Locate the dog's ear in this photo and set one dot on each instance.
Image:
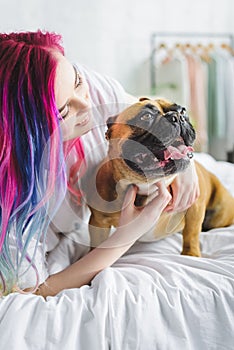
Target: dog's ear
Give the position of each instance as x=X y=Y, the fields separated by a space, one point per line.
x=143 y=99
x=110 y=121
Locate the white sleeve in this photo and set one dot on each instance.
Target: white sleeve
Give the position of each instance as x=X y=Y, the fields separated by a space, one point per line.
x=30 y=274
x=103 y=89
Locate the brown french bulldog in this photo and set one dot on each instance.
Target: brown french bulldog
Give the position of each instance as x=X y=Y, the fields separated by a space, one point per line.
x=152 y=141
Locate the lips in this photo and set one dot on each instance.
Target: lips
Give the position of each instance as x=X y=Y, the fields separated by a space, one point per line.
x=170 y=160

------------------------------------------------------------------------

#### WHAT IS ASKED
Reproduce every one of the lines above word for word, omitting the picture.

#### RESULT FOR THIS EXERCISE
Locate the dog's ear in this photo and set one dot on each instance.
Image:
Target: dog's ear
Give the position of each instance as x=X y=Y, the fields separated by a space, one point per line.
x=143 y=99
x=110 y=121
Locate the white sleeve in this photo and set one dot on each instance.
Target: white sleeve
Give the position of each instance as x=X y=Y, the fields separated by a space, one point per line.
x=30 y=274
x=103 y=89
Locate the brown french bulldog in this photo and set one dot on each instance.
Target: brown french bulldog
Give the position of each instance as x=X y=Y, the fields separated by a space, one point per line.
x=152 y=141
Locate the lips in this photo and set one dot on each instance.
Target: lips
Give the position of each instance as x=X y=Y, the fields separated by a space, one point per line.
x=170 y=160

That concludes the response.